INSTRUCTION: Produce an exact copy of the lines from the line containing "the man with" through the last line of the entries below, and only those lines.

DATA ROWS:
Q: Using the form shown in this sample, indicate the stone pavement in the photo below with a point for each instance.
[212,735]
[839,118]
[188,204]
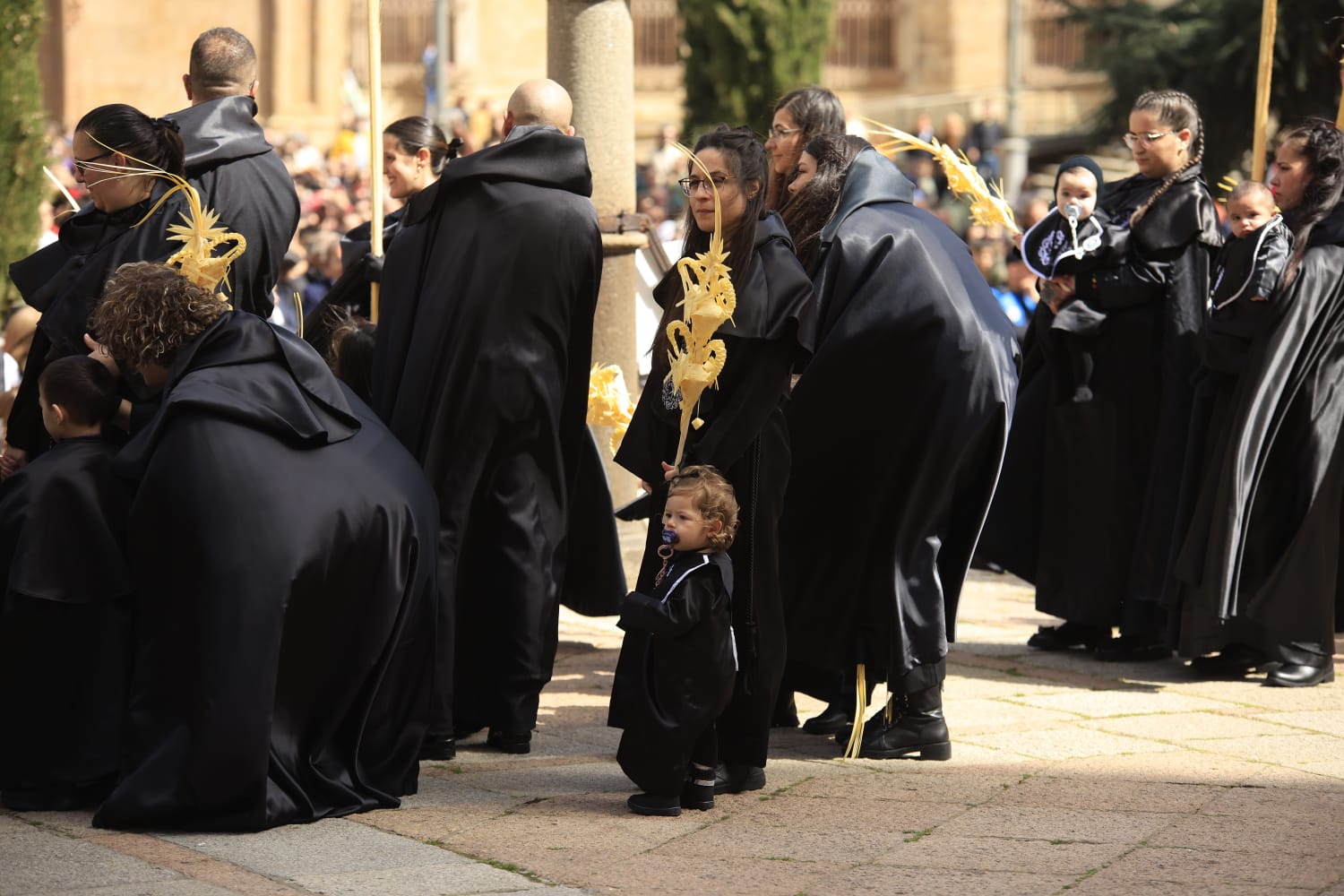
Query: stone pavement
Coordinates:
[1067,777]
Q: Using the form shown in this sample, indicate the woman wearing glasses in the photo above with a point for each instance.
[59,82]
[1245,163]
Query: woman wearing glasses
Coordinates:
[745,435]
[1260,564]
[65,280]
[1112,466]
[800,116]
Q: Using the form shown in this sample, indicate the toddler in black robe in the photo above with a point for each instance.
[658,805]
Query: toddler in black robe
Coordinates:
[1247,268]
[677,662]
[1074,238]
[65,613]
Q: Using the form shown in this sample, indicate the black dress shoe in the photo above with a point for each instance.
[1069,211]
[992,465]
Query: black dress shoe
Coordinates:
[1300,676]
[515,742]
[1236,659]
[438,748]
[734,780]
[832,720]
[650,805]
[1129,648]
[1070,634]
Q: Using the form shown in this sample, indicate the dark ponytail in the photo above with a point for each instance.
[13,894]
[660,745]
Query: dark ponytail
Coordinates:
[134,134]
[418,134]
[1322,145]
[1176,110]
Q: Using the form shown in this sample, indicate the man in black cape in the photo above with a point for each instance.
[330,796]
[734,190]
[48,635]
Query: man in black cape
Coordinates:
[481,371]
[234,167]
[281,547]
[898,427]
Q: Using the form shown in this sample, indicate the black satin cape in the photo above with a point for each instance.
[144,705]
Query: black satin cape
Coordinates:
[746,437]
[281,544]
[1260,559]
[481,370]
[1089,506]
[242,177]
[65,282]
[65,619]
[676,669]
[898,429]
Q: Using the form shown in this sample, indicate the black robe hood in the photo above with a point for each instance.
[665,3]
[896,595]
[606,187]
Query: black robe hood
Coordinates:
[285,390]
[220,131]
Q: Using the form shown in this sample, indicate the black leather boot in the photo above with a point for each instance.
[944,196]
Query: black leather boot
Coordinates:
[917,729]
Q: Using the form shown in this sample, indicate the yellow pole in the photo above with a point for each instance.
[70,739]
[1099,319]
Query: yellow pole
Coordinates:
[1269,21]
[375,140]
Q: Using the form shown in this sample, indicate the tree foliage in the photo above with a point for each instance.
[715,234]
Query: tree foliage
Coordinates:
[741,56]
[23,148]
[1210,48]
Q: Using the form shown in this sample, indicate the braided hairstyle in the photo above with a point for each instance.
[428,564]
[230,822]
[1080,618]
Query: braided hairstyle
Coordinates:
[416,134]
[814,206]
[1177,112]
[817,112]
[1322,147]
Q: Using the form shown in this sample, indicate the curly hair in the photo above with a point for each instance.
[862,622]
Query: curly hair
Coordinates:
[712,497]
[150,311]
[1322,145]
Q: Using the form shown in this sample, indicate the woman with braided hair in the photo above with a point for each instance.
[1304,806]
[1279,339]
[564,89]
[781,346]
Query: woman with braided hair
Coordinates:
[1260,562]
[1110,468]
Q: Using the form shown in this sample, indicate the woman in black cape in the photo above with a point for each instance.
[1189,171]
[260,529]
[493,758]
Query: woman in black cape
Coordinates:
[745,435]
[1258,567]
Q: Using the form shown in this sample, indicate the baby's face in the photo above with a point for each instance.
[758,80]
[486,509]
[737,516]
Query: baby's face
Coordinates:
[1077,187]
[1249,214]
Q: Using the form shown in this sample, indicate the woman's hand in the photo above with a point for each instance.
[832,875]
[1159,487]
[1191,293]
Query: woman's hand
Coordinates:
[99,352]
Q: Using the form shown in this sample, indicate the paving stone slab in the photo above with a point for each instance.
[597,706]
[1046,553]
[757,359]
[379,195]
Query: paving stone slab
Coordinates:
[1196,866]
[1030,823]
[35,863]
[456,879]
[330,847]
[1069,743]
[1083,791]
[999,853]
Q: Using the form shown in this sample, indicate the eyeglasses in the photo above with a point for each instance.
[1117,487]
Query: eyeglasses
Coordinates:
[691,185]
[82,164]
[1144,140]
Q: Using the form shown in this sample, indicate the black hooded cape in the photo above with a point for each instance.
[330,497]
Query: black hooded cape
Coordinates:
[481,371]
[1098,535]
[1260,559]
[676,669]
[65,282]
[898,432]
[242,177]
[281,546]
[745,435]
[65,618]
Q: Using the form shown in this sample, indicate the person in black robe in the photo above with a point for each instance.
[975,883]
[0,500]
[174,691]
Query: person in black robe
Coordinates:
[281,547]
[234,168]
[414,153]
[1107,471]
[481,370]
[744,435]
[677,661]
[66,605]
[1258,565]
[65,280]
[900,421]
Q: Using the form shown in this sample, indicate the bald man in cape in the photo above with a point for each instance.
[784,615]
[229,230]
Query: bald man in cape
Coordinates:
[481,371]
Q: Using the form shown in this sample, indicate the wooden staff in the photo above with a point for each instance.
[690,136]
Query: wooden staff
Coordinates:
[375,142]
[1269,22]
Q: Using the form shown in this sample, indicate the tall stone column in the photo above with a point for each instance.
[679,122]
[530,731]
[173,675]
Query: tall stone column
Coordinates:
[590,50]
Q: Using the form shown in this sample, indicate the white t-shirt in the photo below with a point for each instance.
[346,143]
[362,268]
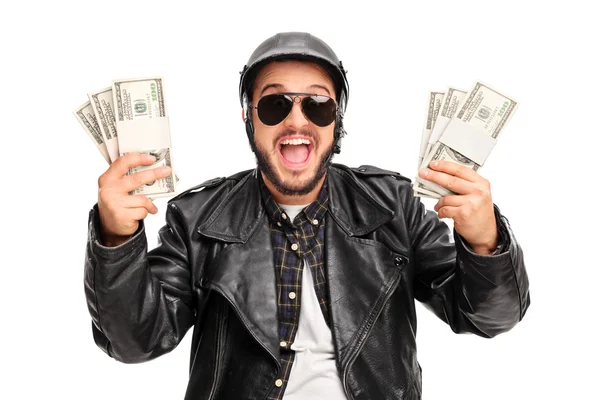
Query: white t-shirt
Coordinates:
[314,374]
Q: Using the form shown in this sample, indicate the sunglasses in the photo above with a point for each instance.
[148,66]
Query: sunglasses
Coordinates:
[274,108]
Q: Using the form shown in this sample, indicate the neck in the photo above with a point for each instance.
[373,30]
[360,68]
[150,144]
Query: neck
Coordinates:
[293,199]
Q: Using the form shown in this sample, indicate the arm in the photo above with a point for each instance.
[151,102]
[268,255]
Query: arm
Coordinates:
[140,303]
[475,293]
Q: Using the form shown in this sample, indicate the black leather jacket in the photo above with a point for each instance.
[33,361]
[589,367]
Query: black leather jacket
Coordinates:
[213,270]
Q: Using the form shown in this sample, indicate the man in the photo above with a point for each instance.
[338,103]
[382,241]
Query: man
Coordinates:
[299,277]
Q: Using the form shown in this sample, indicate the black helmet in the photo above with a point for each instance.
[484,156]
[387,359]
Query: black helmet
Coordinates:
[295,46]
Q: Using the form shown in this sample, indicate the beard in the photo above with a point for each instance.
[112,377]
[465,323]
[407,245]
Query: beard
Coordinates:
[289,189]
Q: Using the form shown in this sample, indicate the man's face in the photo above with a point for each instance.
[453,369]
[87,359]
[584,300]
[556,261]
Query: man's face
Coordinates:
[293,169]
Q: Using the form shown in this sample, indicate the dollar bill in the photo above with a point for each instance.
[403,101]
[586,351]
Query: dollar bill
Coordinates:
[451,103]
[86,117]
[160,186]
[434,105]
[140,115]
[487,110]
[102,104]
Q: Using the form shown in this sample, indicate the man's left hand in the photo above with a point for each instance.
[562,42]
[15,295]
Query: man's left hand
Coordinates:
[471,208]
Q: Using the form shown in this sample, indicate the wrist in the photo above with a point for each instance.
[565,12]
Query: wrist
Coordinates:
[485,248]
[111,240]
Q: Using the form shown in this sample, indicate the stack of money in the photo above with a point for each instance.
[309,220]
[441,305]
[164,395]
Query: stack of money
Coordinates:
[130,116]
[480,115]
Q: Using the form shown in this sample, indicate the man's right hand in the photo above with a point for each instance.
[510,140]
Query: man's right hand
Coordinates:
[119,211]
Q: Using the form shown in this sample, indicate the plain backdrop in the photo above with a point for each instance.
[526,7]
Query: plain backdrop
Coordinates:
[543,170]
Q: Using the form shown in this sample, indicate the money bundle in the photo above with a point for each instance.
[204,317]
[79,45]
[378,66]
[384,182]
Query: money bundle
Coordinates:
[130,116]
[461,127]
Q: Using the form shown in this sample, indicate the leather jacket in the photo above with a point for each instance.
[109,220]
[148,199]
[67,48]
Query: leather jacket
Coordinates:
[213,270]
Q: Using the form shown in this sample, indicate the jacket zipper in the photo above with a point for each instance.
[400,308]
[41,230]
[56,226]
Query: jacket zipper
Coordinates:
[361,340]
[221,316]
[241,318]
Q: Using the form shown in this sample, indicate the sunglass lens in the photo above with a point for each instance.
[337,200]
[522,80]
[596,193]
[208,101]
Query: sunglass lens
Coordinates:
[273,108]
[319,109]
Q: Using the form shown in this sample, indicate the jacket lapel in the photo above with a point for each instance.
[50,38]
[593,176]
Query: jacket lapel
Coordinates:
[361,272]
[244,271]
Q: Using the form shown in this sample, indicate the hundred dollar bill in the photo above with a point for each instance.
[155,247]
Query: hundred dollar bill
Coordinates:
[487,110]
[143,128]
[433,108]
[102,104]
[86,117]
[451,103]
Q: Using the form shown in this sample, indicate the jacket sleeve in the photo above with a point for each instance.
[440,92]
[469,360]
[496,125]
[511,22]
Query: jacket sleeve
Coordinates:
[140,302]
[481,294]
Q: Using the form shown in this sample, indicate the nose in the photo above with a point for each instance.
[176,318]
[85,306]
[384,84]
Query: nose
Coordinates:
[296,118]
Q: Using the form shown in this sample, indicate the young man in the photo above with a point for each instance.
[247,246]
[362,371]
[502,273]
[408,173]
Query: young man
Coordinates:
[300,276]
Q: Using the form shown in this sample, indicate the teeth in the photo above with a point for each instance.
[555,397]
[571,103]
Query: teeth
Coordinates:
[296,141]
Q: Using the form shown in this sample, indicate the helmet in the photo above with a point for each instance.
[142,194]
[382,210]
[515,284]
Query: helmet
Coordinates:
[295,46]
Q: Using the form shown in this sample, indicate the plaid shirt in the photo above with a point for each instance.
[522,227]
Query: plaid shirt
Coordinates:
[293,243]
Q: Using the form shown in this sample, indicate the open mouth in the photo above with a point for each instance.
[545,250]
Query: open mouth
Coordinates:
[295,152]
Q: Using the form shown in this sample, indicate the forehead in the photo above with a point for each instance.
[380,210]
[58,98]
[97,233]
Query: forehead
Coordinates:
[294,75]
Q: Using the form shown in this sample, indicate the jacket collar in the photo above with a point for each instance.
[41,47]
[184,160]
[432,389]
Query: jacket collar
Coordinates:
[350,205]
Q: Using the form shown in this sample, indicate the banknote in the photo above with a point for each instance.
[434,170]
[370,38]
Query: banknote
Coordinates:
[86,117]
[434,104]
[160,186]
[485,110]
[142,123]
[102,104]
[451,103]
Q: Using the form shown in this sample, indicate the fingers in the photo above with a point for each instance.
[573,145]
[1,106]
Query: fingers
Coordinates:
[451,182]
[138,213]
[136,180]
[458,170]
[450,212]
[453,201]
[123,164]
[140,201]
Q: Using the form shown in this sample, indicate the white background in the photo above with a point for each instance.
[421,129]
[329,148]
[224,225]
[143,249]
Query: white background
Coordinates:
[543,170]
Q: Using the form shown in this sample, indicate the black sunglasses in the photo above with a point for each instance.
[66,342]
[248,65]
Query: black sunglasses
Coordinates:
[274,108]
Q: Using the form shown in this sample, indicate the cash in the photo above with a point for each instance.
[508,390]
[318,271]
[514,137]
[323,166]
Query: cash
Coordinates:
[130,116]
[86,117]
[481,115]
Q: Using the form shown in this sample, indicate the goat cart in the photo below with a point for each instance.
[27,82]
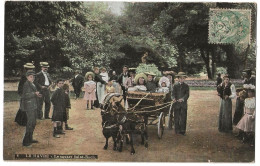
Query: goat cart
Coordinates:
[154,107]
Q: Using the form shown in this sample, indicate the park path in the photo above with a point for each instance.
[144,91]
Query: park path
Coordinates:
[203,142]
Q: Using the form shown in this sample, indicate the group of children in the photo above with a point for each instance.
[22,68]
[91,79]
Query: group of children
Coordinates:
[61,105]
[90,89]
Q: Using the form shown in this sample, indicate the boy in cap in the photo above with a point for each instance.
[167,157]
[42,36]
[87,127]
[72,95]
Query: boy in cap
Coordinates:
[58,100]
[180,96]
[29,104]
[43,82]
[150,85]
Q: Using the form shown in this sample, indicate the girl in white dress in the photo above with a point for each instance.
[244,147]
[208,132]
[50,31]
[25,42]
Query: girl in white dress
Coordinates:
[247,122]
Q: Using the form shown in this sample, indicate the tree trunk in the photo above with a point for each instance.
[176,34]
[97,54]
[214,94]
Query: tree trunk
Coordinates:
[206,60]
[233,62]
[213,67]
[181,58]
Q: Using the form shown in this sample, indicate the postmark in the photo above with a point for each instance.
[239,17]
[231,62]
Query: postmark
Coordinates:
[229,26]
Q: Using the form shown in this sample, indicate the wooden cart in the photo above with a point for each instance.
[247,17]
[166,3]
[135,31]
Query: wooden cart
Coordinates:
[154,107]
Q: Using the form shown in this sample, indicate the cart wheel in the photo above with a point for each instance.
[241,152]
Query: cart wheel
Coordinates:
[170,117]
[161,125]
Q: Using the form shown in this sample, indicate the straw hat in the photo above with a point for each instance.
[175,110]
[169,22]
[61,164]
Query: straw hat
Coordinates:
[29,66]
[30,73]
[181,74]
[226,76]
[165,80]
[150,73]
[139,76]
[89,73]
[44,64]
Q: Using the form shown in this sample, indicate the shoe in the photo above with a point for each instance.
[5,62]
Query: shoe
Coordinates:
[27,144]
[56,136]
[60,132]
[34,141]
[68,128]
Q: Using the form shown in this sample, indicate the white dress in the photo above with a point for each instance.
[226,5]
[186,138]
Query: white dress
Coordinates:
[247,122]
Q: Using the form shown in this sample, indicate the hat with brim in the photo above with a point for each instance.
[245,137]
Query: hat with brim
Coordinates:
[28,73]
[29,66]
[165,80]
[44,64]
[139,76]
[181,74]
[132,69]
[89,73]
[150,73]
[226,76]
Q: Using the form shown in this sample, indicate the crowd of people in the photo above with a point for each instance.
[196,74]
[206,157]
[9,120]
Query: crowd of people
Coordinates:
[34,90]
[244,116]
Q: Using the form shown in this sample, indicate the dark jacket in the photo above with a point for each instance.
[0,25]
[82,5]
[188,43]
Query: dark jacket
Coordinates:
[29,100]
[151,86]
[40,80]
[98,78]
[58,100]
[120,78]
[78,81]
[181,91]
[20,85]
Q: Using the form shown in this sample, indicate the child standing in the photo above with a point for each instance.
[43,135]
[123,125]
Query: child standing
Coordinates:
[68,106]
[59,108]
[109,87]
[90,89]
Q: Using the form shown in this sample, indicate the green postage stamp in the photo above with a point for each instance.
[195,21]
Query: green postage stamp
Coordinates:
[229,26]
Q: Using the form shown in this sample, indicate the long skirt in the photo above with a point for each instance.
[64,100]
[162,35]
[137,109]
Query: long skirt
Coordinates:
[247,124]
[21,117]
[239,112]
[100,91]
[225,116]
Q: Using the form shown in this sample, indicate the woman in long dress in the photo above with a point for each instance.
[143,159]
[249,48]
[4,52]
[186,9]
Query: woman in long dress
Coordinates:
[247,123]
[90,90]
[227,91]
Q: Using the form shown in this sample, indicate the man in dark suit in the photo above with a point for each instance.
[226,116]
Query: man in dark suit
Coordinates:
[43,82]
[180,95]
[21,117]
[122,79]
[77,83]
[29,104]
[99,81]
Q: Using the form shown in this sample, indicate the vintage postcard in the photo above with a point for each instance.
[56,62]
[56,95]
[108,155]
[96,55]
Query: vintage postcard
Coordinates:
[118,81]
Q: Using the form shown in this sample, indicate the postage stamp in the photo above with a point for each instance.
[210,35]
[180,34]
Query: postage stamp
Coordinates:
[229,26]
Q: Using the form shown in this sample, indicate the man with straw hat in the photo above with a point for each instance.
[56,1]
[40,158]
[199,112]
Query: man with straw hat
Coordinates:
[77,83]
[180,95]
[150,85]
[29,104]
[21,118]
[43,82]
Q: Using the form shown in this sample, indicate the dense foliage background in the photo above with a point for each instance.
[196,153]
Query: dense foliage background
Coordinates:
[81,35]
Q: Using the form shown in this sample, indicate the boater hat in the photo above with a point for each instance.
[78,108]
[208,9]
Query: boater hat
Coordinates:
[181,74]
[150,73]
[30,73]
[226,76]
[139,76]
[44,64]
[89,73]
[29,66]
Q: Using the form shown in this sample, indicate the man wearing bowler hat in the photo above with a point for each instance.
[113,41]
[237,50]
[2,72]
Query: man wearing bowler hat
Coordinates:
[180,95]
[29,104]
[43,82]
[21,118]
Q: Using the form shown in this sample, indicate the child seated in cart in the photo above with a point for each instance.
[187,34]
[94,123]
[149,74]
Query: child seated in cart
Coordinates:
[140,81]
[164,84]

SOLUTION:
Q: Using the form shown in this sample, indicate the man with straw hat in the photo above with a point for each instance.
[56,1]
[40,158]
[199,112]
Query: man with straw hat
Coordinates:
[77,83]
[180,95]
[150,85]
[29,104]
[21,118]
[43,82]
Q: Using the form shown in this sample, indicate the dense foliage background in the photo above with a point for each instance.
[196,153]
Query: dense foliage background
Coordinates:
[81,35]
Q: Using the form shown in this sample, indicate the boater hat in the photo above with a point for each instance.
[78,108]
[208,9]
Query: boater hat
Coordinates:
[181,74]
[150,73]
[30,73]
[226,76]
[139,76]
[44,64]
[89,73]
[29,66]
Q: Using the form shown in this sample, indicate the man wearing bowler hat in the photo above with a point for each instance.
[113,41]
[237,50]
[2,72]
Query: man wearing bowler hat
Coordinates:
[180,95]
[29,104]
[43,82]
[21,118]
Q: Using the form shown in this sample, indicate the child seated in cart in the photo above with a point for each instance.
[187,34]
[94,123]
[149,74]
Query: child seated in cart
Coordinates:
[140,81]
[164,84]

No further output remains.